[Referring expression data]

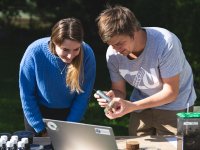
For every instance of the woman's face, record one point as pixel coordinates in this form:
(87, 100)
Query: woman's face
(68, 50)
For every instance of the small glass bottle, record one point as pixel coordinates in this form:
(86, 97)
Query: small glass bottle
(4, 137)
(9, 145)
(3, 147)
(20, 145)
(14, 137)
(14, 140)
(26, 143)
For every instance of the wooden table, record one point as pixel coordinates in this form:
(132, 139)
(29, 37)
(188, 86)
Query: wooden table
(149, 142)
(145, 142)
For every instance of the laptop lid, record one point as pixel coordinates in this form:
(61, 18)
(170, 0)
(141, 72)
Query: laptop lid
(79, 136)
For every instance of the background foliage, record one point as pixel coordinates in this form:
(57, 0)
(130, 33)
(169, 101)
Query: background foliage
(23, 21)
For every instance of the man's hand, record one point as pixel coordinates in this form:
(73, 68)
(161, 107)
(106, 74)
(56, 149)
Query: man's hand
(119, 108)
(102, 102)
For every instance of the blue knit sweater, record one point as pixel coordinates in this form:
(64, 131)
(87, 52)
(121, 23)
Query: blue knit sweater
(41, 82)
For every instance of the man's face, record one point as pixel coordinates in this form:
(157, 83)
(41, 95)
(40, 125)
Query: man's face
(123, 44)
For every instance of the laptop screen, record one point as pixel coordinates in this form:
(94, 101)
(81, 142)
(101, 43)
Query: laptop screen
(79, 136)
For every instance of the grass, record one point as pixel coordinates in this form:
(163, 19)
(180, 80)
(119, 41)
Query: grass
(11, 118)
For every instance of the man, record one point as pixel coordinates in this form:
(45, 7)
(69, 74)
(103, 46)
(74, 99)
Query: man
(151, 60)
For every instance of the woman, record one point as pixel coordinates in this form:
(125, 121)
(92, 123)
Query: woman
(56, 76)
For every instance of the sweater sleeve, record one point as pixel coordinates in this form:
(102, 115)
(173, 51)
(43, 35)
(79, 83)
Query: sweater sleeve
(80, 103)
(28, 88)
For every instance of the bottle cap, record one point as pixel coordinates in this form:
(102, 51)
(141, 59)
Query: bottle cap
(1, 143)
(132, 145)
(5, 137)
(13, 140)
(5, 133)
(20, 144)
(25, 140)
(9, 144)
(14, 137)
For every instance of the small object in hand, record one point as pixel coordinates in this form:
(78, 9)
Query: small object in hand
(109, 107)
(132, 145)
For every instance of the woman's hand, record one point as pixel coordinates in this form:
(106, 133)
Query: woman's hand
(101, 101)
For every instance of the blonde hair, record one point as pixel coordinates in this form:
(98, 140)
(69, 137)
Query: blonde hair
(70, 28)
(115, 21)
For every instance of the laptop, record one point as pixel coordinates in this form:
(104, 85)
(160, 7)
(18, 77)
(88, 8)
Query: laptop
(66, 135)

Task brief
Transcribe each of the records above precisely, with no pictures in the copy.

The answer
For every instance of the woman's face, record one point as pixel coordinates in this form:
(87, 100)
Query: woman's face
(68, 50)
For every instance of the small glass bottle, record one point as pixel coordinates in this form:
(86, 97)
Query: small glass bottle
(4, 137)
(9, 145)
(3, 147)
(20, 145)
(14, 137)
(14, 140)
(26, 143)
For every instance of the wooden table, record one point as pixel coordinates in this form:
(132, 139)
(29, 37)
(188, 86)
Query: wooden table
(149, 142)
(145, 142)
For every instance of the laptop lid, record one point as pixel coordinates in this form:
(61, 18)
(170, 0)
(141, 72)
Query: laptop lid
(79, 136)
For every instance of the background foliage, record one point as pixel coordinates in this form:
(57, 0)
(130, 33)
(169, 101)
Query: background foliage
(23, 21)
For every instance of the man's hand, record one point as pixel coordinates in this form:
(73, 68)
(161, 107)
(106, 74)
(56, 149)
Query: man's hand
(119, 108)
(102, 102)
For every instance of the blue knit sweater, record one point as pixel coordinates in this form:
(64, 131)
(87, 52)
(121, 23)
Query: blue knit sweater
(41, 82)
For every instance of the man's face, record one point as pixel coordinates in this form:
(157, 83)
(41, 95)
(40, 125)
Query: man's face
(123, 44)
For every instance of the laptop screen, record one point as pixel coordinates in this form:
(94, 101)
(81, 142)
(101, 43)
Query: laptop screen
(79, 136)
For every instance of the grass, record one point as pixel coordinates in this form:
(163, 19)
(180, 80)
(119, 41)
Query: grass
(11, 118)
For every instance of the man, record one point as pixel coordinates in this form:
(45, 7)
(69, 74)
(103, 46)
(74, 99)
Query: man
(151, 60)
For every instance of the woman, record one point as pixel coordinates in this form:
(125, 121)
(92, 123)
Query: woman
(56, 76)
For every instance of the sweater sleeve, record one point as pixel coordinates in this form:
(102, 115)
(173, 51)
(43, 35)
(79, 83)
Query: sweater sleeve
(80, 103)
(28, 88)
For every instance of the bottle cap, record one point as pixel coordinates in this form:
(102, 51)
(141, 59)
Query: bottle cap
(1, 143)
(132, 145)
(5, 137)
(13, 140)
(5, 133)
(20, 144)
(25, 140)
(9, 144)
(14, 137)
For every instance of the small object in hand, record one point as pixel coordinates in this form:
(78, 9)
Query: small object in hand
(109, 107)
(132, 145)
For every instance of the woman's hand, record one point as pixel coordinates in this form:
(106, 133)
Query: woman's hand
(101, 101)
For every instance of the blonde hair, record one point as pixel coordinates in this form:
(98, 140)
(69, 137)
Query: blonde hair
(70, 28)
(115, 21)
For every instance of the laptop, record one point as pixel coordinates in this form:
(104, 85)
(160, 7)
(18, 77)
(88, 8)
Query: laptop
(66, 135)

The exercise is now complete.